◆ **Parts of the exercise**:
(1) From the Iceland packing text below, copy the part from "Can you tell" up to and including "detailed packing lists!)" word for word.
(2) Carry on the text about packing for Iceland below, starting after its last sentence.

___ Selected text

But traveling on what feels like another planet means that you have to prepare for it – and that means packing the right things.

I myself have been to Iceland four times at this point – twice in the winter, and twice in the summer. Each season is a little different (in summer, you have long days and slightly more mild temperatures, whereas in winter the days are short and the weather can be colder), but the basics of what you want to pack for Iceland remain the same whether you're going in June or January.

Can you tell what season it is here? (Spoiler: it was August)

After my four trips there, I'm ready to share with you the ultimate Iceland packing guide, which includes everything you definitely need to pack for Iceland in any season.

(Scroll further down for detailed packing lists!)

5 Iceland packing essentials

Like many other islands around the world, the weather in Iceland actually doesn't vary *that much* across different seasons.

In January, low temps in Iceland are around 27 degrees F, with highs around 35-37 degrees F. (So, honestly, not that cold for winter!) In July, high temps on average top out around 55 degrees F – so no, you probably won't ever need to pack shorts for Iceland.

______
___ Extracted entries

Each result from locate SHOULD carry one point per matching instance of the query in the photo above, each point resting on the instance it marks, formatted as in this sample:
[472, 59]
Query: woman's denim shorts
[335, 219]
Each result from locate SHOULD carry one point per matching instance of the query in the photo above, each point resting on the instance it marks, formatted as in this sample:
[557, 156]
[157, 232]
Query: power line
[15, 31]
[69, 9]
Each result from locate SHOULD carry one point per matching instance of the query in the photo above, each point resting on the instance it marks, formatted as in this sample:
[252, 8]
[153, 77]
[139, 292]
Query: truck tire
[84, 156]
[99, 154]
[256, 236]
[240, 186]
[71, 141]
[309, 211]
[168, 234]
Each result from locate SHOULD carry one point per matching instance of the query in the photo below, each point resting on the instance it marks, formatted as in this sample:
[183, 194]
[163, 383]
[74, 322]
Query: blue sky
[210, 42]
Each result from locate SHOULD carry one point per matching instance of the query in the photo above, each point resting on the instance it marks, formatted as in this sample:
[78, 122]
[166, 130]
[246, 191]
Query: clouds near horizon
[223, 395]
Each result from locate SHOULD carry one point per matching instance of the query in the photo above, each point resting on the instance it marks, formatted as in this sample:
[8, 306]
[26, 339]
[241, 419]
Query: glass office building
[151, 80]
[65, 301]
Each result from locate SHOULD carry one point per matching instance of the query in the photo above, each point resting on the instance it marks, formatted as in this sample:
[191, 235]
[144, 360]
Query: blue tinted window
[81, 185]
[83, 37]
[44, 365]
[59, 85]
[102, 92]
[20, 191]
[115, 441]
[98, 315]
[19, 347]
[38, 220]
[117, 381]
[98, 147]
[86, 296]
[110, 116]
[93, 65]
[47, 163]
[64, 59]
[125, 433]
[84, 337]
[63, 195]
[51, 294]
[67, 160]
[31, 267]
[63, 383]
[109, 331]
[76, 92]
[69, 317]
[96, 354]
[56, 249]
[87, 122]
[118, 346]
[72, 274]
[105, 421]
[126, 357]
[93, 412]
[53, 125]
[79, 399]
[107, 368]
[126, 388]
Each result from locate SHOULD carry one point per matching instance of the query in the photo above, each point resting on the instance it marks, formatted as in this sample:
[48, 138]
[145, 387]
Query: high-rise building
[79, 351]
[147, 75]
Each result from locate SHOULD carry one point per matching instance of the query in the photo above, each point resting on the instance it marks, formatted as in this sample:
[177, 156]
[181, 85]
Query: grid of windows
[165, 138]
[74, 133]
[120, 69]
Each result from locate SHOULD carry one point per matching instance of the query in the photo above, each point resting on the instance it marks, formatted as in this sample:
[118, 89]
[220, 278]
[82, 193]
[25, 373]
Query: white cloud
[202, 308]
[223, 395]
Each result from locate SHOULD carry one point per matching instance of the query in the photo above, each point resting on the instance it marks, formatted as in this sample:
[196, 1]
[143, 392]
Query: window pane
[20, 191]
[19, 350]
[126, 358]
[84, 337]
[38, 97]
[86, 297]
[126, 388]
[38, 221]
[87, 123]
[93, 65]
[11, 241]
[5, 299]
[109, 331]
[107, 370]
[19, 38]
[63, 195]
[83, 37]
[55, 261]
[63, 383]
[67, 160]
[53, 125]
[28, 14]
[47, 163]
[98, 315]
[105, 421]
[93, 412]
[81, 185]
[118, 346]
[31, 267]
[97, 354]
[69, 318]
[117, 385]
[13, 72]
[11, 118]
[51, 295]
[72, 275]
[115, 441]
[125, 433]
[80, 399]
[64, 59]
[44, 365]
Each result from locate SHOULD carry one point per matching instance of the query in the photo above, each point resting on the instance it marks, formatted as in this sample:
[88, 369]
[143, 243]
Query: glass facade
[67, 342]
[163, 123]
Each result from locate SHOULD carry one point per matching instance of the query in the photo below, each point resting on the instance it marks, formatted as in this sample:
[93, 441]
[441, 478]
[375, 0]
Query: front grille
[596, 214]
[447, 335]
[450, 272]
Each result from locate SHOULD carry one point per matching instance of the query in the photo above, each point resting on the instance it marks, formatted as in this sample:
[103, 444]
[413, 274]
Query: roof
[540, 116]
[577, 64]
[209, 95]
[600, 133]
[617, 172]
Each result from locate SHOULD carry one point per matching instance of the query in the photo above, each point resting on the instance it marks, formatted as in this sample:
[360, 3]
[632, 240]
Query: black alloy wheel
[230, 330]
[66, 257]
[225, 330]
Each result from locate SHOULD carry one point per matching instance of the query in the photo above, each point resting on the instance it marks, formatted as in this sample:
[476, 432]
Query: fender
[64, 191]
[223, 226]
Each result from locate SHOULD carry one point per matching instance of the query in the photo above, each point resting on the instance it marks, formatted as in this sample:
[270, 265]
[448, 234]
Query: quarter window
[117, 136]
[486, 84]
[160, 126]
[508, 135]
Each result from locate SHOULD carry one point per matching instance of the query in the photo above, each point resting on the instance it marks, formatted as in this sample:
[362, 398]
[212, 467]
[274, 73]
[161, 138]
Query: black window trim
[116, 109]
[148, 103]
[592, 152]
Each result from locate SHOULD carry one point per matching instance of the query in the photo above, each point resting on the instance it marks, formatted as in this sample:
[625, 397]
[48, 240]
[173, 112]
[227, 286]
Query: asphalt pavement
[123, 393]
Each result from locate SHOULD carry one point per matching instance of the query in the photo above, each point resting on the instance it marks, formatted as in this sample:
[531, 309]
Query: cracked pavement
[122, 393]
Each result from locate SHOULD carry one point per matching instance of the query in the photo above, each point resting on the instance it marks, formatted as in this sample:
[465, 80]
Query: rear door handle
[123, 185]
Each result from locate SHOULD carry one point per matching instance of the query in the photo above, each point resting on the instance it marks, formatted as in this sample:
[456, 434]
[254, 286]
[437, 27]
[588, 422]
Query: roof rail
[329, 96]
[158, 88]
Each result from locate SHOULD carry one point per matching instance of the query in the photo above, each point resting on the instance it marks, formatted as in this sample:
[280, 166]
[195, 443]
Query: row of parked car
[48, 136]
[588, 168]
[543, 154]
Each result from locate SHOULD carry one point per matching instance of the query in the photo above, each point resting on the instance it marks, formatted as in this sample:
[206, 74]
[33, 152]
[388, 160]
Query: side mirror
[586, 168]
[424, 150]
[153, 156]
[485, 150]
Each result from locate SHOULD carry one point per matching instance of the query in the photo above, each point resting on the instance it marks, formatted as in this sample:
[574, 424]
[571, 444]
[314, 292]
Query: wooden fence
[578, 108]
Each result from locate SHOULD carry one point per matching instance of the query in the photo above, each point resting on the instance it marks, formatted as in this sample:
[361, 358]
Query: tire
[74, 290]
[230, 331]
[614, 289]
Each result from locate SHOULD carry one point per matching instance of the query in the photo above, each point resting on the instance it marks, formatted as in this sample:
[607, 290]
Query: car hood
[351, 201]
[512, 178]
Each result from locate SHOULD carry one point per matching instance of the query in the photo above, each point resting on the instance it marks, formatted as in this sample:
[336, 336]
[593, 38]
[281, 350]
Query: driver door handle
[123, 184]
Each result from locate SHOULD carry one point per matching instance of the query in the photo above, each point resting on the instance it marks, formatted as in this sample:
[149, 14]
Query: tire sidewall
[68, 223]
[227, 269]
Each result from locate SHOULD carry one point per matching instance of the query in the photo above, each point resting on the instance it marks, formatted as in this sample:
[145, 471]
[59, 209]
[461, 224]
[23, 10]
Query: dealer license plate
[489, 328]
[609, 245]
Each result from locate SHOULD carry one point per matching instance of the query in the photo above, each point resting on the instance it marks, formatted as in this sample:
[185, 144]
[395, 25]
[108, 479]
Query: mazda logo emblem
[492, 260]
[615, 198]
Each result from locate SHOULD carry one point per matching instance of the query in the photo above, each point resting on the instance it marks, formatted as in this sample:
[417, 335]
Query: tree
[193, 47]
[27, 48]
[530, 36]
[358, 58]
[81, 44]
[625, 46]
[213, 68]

______

◆ **Results for each task**:
(1)
Can you tell what season it is here? (Spoiler: it was August)

After my four trips there, I'm ready to share with you the ultimate Iceland packing guide, which includes everything you definitely need to pack for Iceland in any season.

(Scroll further down for detailed packing lists!)

(2)
Because the temperatures don't vary all that much, there are a handful of items that I feel like are essential to pack for any and every trip to Iceland. Items like:

1. Rain gear

Amanda in rain gear at Studlagil Canyon
Hiking in the rain sucks less if you have rain gear.

A good waterproof coat and waterproof pants are musts in Iceland, especially if you'll be doing any hiking, visiting waterfalls, or just plan to spend a good amount of time outdoors.

Rain in Iceland usually comes paired with wind, making umbrellas all but useless. When it's raining sideways, you'll be happy to have waterproof clothing on!

My go-tos are my Columbia Arcadia II jacket (buy a size up if you'll need to layer warm items under it), and my Columbia rain pants (though in winter I've taken these ski pants for added warmth).

My husband Elliot also has a Columbia rain coat, rain pants, and insulated pants.

Amanda behind Kvernufoss waterfall
Wanna go behind waterfalls? Then wear rain gear!

2. Waterproof boots

Just like you need a waterproof outer layer, you also need waterproof footwear for Iceland! Rain boots are never a bad idea, and waterproof hiking boots with good ankle support are essential if you plan to do any hiking.

I love my Xtratuf tall rain boots, and recommend the following hiking boot options for women:

Amanda's boots looking down into Studlagil Canyon
My wet and muddy Columbia boots – feet still dry!

For men:

3. Warm base layers

In order to stay warm and dry in Iceland, it's all about layers. You'll want a couple sets of base layers for both summer and winter trips.

I recommend splurging on merino wool layers, as they are breathable and sweat-wicking when it's warmer, yet thing and insulating when it's colder. Merino also is more odor-resistant than any other material, meaning you can wear your base layers multiple times before needing to wash them!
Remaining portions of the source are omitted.